▶ [Extracted text]
# substrate and light only?



## bLuShiZzLe (Apr 13, 2005)

are there any plants that can live on substrate and light only? please help i dont wanna get co2. it costs too much even for yeast you have to change it every 3-4 weeks and there is no wayto control much c02 you want to in ur tank if you use week. correct me if i am wrong


----------



## boontje (Mar 27, 2005)

You can have plants without a CO2 installation.
There is always CO2 in your water (how much depends on the PH & KH of your water), 
you need to select plants that are adapted to your CO2 level.
I have vallisneria, anubias, water sprite and they do fine without any CO2 injection.


----------



## piranha_breeder01 (Aug 17, 2005)

i never had co2 injection..until now..but before in my 55 gallon..i had horn warts, amazon swords, water lily's, vallisneria, anubias and they all did fine..just buy plant grow for like 10 bucks and it is just as good as co2 if not better..and will help your plants in a longer life


----------



## bLuShiZzLe (Apr 13, 2005)

▶ [Extracted information]
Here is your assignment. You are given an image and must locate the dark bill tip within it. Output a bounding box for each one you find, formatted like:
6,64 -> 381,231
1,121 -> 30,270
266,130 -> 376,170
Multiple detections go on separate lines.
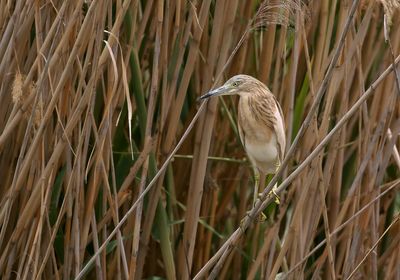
197,92 -> 213,101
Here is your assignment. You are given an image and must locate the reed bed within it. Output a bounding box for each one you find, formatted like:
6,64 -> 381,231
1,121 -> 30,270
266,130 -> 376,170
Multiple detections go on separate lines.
0,0 -> 400,279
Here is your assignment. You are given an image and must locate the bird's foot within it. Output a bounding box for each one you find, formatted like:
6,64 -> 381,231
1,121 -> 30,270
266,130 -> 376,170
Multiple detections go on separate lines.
268,186 -> 281,204
239,211 -> 267,231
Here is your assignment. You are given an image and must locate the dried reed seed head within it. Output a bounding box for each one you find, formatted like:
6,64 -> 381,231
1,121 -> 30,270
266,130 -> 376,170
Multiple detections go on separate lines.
11,72 -> 43,127
252,0 -> 307,29
378,0 -> 400,25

▶ [Prompt A]
Answer these questions from the thread:
(i) According to boontje, what determines how much CO2 is in the water?
(ii) What tank size does piranha_breeder01 mention?
(iii) How often does the opening post say yeast has to be changed?
▶ [Prompt B] Extract everything in the thread from "There is always" down to "any CO2 injection.".
▶ [Prompt C] List every plant that boontje, in the thread, says does fine without CO2 injection.

▶ [Right answer A]
(i) The pH and KH of the water.
(ii) 55 gallons.
(iii) Every 3–4 weeks.

▶ [Right answer B]
There is always CO2 in your water (how much depends on the PH & KH of your water), 
you need to select plants that are adapted to your CO2 level.
I have vallisneria, anubias, water sprite and they do fine without any CO2 injection.

▶ [Right answer C]
- vallisneria
- anubias
- water sprite